PROMPT: For the data below, give again exactly the lines from the one containing "TARGET = crowd of pedestrian" through the one containing "TARGET = asphalt road", both ends included, and no others.

Image point grounding data:
++++
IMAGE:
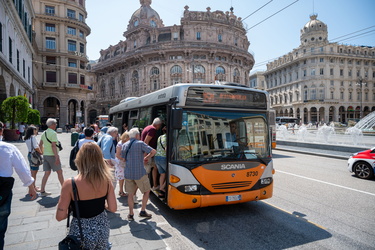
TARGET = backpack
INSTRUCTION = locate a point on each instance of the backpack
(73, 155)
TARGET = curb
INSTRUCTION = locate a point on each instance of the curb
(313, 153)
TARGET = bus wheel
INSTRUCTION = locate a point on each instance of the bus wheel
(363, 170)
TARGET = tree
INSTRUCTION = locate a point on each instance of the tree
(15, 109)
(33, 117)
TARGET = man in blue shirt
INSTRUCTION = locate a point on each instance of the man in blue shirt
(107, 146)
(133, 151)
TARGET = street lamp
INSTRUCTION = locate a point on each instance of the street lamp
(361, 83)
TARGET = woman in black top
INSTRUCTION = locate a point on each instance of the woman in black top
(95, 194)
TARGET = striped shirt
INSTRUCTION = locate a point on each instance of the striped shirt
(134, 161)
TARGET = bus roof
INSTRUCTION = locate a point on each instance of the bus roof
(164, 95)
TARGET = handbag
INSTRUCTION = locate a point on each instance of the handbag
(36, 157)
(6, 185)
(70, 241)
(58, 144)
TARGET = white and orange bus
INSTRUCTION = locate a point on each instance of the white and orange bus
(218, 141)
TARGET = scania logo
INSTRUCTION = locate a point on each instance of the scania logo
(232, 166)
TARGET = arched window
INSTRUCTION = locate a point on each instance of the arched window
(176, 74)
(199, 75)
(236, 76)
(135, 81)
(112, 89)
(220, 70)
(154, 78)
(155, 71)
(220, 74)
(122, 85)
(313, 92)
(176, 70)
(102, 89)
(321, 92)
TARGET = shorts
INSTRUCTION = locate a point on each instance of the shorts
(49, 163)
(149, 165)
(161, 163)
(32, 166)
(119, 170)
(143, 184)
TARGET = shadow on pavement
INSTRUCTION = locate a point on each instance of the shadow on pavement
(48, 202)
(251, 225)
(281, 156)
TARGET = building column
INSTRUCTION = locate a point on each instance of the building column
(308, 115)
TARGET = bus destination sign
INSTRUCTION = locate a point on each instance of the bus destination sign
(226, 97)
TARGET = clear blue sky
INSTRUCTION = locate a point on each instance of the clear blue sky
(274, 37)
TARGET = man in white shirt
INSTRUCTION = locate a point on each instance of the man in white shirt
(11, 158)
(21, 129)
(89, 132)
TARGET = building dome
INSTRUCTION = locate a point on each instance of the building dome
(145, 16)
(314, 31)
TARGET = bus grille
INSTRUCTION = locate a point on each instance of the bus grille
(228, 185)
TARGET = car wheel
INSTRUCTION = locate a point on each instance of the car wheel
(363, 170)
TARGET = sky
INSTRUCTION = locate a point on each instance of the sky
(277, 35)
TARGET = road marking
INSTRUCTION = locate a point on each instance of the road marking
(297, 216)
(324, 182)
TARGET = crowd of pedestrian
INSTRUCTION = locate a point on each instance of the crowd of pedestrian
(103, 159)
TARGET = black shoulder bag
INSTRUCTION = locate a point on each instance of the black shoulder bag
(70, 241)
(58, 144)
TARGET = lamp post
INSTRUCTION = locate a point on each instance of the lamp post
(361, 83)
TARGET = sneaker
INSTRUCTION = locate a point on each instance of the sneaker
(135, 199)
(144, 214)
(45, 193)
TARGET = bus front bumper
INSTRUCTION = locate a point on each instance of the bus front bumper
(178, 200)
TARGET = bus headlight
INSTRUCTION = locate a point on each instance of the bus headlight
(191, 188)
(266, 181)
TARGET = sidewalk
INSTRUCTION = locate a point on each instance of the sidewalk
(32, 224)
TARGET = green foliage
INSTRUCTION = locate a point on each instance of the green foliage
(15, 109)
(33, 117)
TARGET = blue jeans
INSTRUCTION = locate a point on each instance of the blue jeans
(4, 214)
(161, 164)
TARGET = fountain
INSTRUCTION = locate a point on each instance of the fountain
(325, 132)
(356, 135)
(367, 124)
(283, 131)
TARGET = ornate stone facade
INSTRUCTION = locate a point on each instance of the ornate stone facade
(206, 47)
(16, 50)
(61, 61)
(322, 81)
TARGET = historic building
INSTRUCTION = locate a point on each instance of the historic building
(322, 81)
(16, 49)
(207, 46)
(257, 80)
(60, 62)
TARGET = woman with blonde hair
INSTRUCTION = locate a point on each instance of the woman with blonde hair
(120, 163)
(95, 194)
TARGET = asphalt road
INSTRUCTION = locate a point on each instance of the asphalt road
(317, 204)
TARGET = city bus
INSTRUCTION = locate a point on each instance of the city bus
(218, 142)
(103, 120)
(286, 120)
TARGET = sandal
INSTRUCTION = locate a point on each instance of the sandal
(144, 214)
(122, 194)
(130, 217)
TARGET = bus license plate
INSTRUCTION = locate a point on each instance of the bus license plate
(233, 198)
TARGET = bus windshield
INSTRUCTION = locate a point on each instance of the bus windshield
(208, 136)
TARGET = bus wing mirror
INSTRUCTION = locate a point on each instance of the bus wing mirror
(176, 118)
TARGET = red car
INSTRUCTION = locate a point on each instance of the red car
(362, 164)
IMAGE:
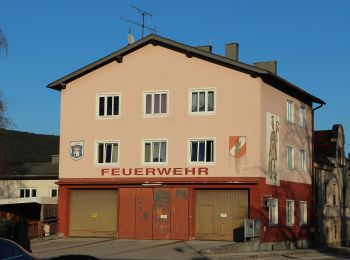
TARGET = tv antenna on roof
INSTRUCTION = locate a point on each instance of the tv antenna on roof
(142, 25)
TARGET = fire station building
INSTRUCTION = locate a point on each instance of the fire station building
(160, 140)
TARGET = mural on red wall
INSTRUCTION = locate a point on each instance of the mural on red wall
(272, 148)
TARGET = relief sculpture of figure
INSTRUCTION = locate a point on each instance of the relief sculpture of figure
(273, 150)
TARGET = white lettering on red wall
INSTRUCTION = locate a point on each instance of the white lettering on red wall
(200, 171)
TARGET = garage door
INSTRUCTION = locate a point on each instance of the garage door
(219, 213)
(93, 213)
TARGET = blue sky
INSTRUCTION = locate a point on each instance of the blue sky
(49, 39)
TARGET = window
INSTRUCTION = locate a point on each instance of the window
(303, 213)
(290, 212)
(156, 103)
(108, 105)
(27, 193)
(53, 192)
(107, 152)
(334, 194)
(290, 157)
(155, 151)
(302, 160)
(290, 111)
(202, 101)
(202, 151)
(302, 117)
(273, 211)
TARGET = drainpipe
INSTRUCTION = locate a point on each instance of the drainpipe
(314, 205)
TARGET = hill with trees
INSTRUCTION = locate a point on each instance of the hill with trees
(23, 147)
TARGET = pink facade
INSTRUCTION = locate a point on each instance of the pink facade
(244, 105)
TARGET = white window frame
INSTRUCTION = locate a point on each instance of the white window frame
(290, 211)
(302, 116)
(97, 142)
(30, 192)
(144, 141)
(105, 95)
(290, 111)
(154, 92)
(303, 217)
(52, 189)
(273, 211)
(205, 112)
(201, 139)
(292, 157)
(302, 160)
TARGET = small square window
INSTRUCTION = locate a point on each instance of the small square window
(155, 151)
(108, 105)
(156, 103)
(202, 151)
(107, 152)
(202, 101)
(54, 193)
++++
REPLY:
TARGET = crowd of pedestrian
INSTRUCTION = locate a point on each instance of the crowd of pedestrian
(103, 159)
TARGET = black shoulder bag
INSTRUCTION = locate a point on each instance of the black shoulder bag
(70, 241)
(58, 144)
TARGET = lamp post
INSTRUCTION = locate a point on each instance of the lamp post
(361, 83)
TARGET = sneaker
INSTRUCTION = locate a point on each instance of the sneaker
(135, 199)
(144, 214)
(45, 193)
TARGET = bus front bumper
INSTRUCTION = locate a point on each instance of the bus front bumper
(178, 200)
TARGET = bus headlight
INSTRUCTION = locate a point on each instance of the bus headlight
(191, 188)
(266, 181)
TARGET = sidewalk
INSTRUCTION = locate a point on each instance of the sidewalk
(32, 224)
TARGET = green foliage
INSTRUCTION = locate a point on each instance of the green foliage
(15, 109)
(33, 117)
TARGET = blue jeans
INSTRUCTION = locate a point on each instance of the blue jeans
(4, 214)
(161, 164)
TARGET = fountain
INSTRUCTION = locate a point on each instance of the fountain
(325, 132)
(356, 135)
(367, 124)
(283, 131)
TARGET = ornate stone facade
INSTRUCTION = locate a point on each instance of the ornate stone facade
(206, 47)
(16, 50)
(61, 61)
(322, 81)
TARGET = historic building
INSTRUCTION = locate a point on each instance of the historic building
(322, 81)
(16, 49)
(207, 46)
(257, 80)
(60, 62)
TARGET = woman with blonde hair
INSTRUCTION = locate a point on each instance of the woman with blonde hair
(120, 163)
(95, 194)
TARGET = asphalt road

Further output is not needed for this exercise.